**Document**
The undersigned hereby tenders to Hedge Fund Guided Portfolio Solution, a closed-end, non-diversified, management investment company organized under the laws of the State of Delaware (the “Fund”), the shares of beneficial interest (“Shares”) in the Fund or portion thereof held by the undersigned, described and specified below, on the terms and conditions set forth in the offer to purchase dated March 27, 2019 (“Offer to Purchase”), receipt of which is hereby acknowledged, and in this Letter of Transmittal (which together constitute the “Offer”). All capitalized terms used herein have the meaning as defined in the Fund’s Declaration of Trust. The tender and this Letter of Transmittal are subject to all the terms and conditions set forth in the Offer to Purchase, including, but not limited to, the absolute right of the Fund to reject any and all tenders determined by it, in its sole discretion, not to be received timely and in the appropriate form.

The undersigned hereby sells to the Fund the Shares of the Fund tendered hereby pursuant to the Offer. The undersigned hereby warrants that the undersigned has full authority to sell the Shares tendered hereby and that the Fund will acquire good title thereto, free and clear of all liens, charges, encumbrances, conditional sales agreements or other obligations relating to the sale thereof, and not subject to any adverse claim, when and to the extent the same are purchased by the Fund. Upon request, the undersigned will execute and deliver any additional documents necessary to complete the sale in accordance with the terms of the Offer.

The undersigned recognizes that under certain circumstances set forth in the Offer, the Fund may not be required to purchase any of the Shares of the Fund or portion thereof tendered hereby. The undersigned recognizes that, if the Offer is oversubscribed, not all the undersigned’s Shares of the Fund may be purchased.

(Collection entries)
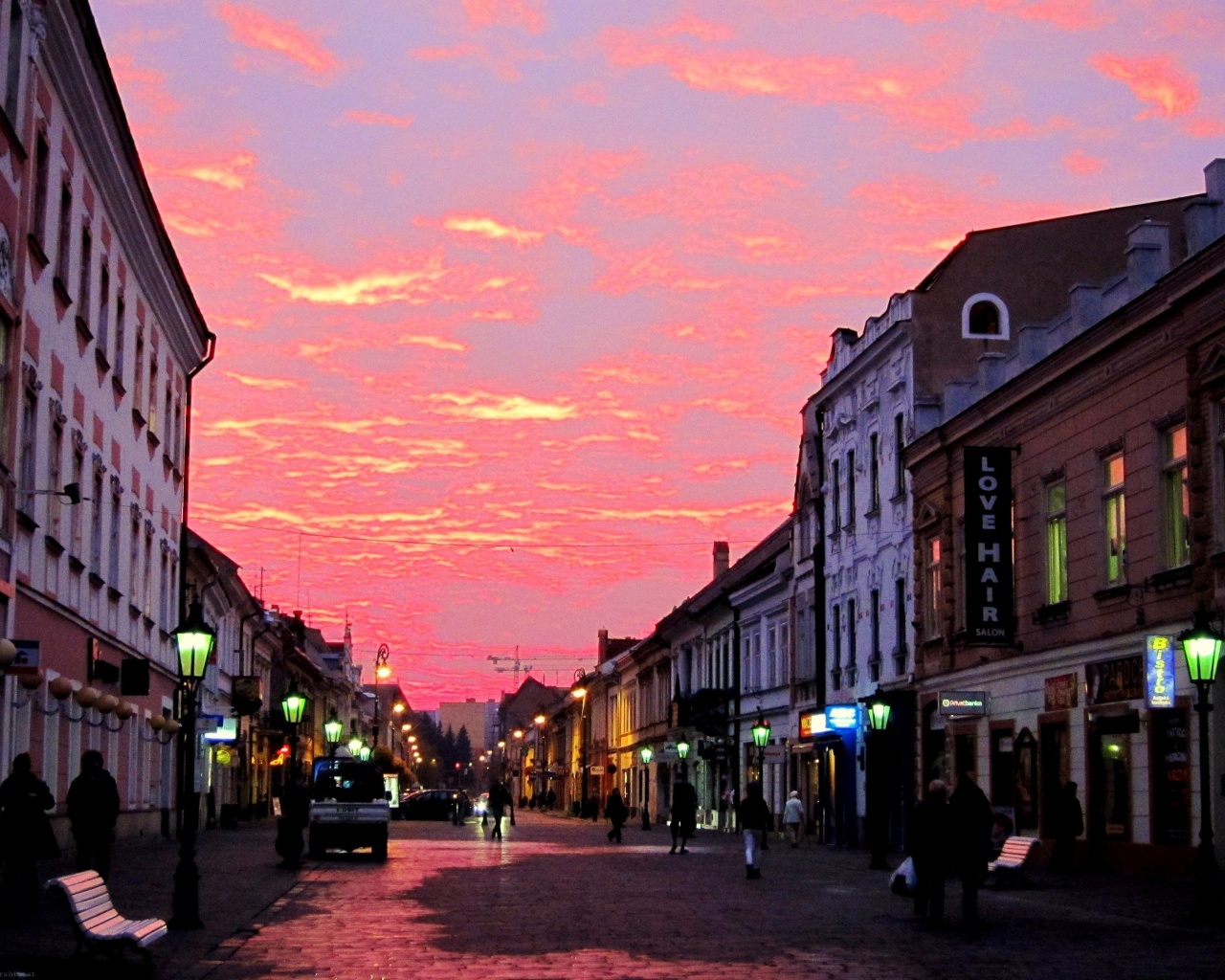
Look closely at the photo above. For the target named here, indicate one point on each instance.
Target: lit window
(1057, 543)
(1115, 506)
(1175, 498)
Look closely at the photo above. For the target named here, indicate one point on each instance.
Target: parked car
(434, 804)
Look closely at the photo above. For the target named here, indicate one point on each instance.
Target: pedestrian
(93, 812)
(1068, 826)
(499, 799)
(683, 823)
(927, 847)
(26, 835)
(616, 812)
(755, 818)
(970, 817)
(293, 819)
(792, 817)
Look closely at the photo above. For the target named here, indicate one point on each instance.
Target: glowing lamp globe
(333, 729)
(293, 704)
(193, 639)
(761, 731)
(1202, 648)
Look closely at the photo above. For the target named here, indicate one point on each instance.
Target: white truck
(348, 809)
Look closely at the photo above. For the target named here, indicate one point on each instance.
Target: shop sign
(813, 724)
(1159, 685)
(989, 600)
(1059, 694)
(963, 702)
(1121, 679)
(840, 717)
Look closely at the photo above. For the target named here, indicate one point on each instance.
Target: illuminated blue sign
(1159, 689)
(842, 716)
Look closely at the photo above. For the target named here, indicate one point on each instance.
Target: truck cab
(348, 809)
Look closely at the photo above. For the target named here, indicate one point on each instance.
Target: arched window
(984, 316)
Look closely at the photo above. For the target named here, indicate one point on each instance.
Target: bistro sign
(989, 600)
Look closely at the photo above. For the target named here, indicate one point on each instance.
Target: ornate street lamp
(646, 753)
(193, 639)
(333, 730)
(1202, 648)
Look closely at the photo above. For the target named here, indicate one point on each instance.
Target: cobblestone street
(556, 901)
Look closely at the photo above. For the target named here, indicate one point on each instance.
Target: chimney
(1148, 255)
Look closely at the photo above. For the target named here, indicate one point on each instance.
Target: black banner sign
(989, 600)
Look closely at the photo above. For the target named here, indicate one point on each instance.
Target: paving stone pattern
(556, 901)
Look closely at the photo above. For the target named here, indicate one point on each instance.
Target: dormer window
(985, 318)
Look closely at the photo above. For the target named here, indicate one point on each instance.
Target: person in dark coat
(755, 821)
(1068, 826)
(683, 823)
(26, 834)
(616, 812)
(970, 818)
(928, 850)
(93, 812)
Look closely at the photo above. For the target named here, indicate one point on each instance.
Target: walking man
(93, 812)
(755, 819)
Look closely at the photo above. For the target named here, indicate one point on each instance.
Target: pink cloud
(1158, 81)
(525, 13)
(261, 32)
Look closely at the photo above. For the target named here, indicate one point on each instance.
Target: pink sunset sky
(560, 272)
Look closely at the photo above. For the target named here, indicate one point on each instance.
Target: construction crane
(515, 670)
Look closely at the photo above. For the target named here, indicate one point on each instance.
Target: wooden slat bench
(1013, 857)
(96, 923)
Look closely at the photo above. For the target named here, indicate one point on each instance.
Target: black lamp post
(646, 753)
(580, 691)
(1202, 647)
(381, 672)
(879, 711)
(293, 705)
(761, 739)
(333, 730)
(193, 639)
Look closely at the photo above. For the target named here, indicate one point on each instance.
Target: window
(852, 631)
(835, 497)
(86, 274)
(874, 469)
(1057, 543)
(42, 185)
(900, 444)
(1115, 512)
(64, 244)
(835, 621)
(78, 478)
(1175, 498)
(121, 313)
(900, 622)
(96, 524)
(984, 316)
(29, 429)
(134, 558)
(934, 589)
(54, 464)
(115, 519)
(12, 77)
(103, 307)
(850, 488)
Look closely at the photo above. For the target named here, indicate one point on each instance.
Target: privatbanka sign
(989, 603)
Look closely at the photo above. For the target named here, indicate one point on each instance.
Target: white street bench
(1013, 857)
(96, 923)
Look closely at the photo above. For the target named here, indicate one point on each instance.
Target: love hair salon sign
(989, 590)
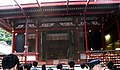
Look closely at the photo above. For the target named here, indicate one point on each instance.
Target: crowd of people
(11, 62)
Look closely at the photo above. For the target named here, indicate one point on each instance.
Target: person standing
(35, 63)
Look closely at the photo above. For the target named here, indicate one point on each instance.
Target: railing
(105, 56)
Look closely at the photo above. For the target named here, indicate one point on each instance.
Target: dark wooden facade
(63, 30)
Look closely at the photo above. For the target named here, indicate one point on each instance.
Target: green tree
(5, 36)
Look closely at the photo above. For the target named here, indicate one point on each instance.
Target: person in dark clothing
(27, 66)
(71, 64)
(43, 67)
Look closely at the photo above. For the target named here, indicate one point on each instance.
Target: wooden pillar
(77, 44)
(13, 41)
(103, 38)
(26, 39)
(36, 47)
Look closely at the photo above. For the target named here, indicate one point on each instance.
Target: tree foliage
(5, 36)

**What is expected**
Copy the whole Letter of Transmittal text word for word. The records were drawn from a different source than the text.

**Exercise answer**
The undersigned hereby tenders to Hedge Fund Guided Portfolio Solution, a closed-end, non-diversified, management investment company organized under the laws of the State of Delaware (the “Fund”), the shares of beneficial interest (“Shares”) in the Fund or portion thereof held by the undersigned, described and specified below, on the terms and conditions set forth in the offer to purchase dated March 27, 2019 (“Offer to Purchase”), receipt of which is hereby acknowledged, and in this Letter of Transmittal (which together constitute the “Offer”). All capitalized terms used herein have the meaning as defined in the Fund’s Declaration of Trust. The tender and this Letter of Transmittal are subject to all the terms and conditions set forth in the Offer to Purchase, including, but not limited to, the absolute right of the Fund to reject any and all tenders determined by it, in its sole discretion, not to be received timely and in the appropriate form.

The undersigned hereby sells to the Fund the Shares of the Fund tendered hereby pursuant to the Offer. The undersigned hereby warrants that the undersigned has full authority to sell the Shares tendered hereby and that the Fund will acquire good title thereto, free and clear of all liens, charges, encumbrances, conditional sales agreements or other obligations relating to the sale thereof, and not subject to any adverse claim, when and to the extent the same are purchased by the Fund. Upon request, the undersigned will execute and deliver any additional documents necessary to complete the sale in accordance with the terms of the Offer.

The undersigned recognizes that under certain circumstances set forth in the Offer, the Fund may not be required to purchase any of the Shares of the Fund or portion thereof tendered hereby. The undersigned recognizes that, if the Offer is oversubscribed, not all the undersigned’s Shares of the Fund may be purchased.